What you will do:
Copy out the lines of the entries below, beginning with the line that contains "[tag] one dot per instance, sample [532,36]." and continuing through the final line of the entries.

Collected data
┌────────
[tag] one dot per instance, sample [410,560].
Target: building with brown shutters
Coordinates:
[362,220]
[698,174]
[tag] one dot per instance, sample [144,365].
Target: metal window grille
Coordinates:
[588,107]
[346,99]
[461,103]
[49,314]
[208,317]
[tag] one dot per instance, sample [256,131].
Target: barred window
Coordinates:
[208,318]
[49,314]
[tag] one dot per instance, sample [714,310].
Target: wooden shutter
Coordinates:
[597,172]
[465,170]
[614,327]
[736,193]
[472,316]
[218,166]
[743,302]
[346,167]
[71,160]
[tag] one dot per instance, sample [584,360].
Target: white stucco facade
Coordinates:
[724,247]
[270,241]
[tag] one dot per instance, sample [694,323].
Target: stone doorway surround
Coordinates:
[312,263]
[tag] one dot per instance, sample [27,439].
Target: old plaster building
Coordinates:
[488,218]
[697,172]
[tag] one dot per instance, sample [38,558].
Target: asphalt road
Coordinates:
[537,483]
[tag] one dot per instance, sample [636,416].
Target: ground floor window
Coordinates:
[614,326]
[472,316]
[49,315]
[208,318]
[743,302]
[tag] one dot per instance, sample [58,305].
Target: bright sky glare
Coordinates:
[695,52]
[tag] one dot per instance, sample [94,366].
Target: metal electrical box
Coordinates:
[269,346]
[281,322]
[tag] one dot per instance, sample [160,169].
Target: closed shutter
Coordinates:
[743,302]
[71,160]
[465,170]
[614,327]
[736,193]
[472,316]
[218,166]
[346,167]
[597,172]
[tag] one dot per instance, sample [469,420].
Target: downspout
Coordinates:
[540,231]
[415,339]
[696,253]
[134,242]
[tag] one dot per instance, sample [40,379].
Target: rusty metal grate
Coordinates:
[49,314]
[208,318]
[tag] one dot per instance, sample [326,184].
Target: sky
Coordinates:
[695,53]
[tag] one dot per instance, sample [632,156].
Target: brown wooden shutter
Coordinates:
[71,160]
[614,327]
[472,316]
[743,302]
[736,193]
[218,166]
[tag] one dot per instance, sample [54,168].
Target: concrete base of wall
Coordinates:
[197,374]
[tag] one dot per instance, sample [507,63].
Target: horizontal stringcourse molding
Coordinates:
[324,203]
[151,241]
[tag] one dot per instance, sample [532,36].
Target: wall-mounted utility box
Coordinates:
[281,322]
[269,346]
└────────
Solved exercise:
[tag] one dot per instance, sample [532,36].
Target: wall-mounted utility box
Coordinates:
[281,322]
[269,346]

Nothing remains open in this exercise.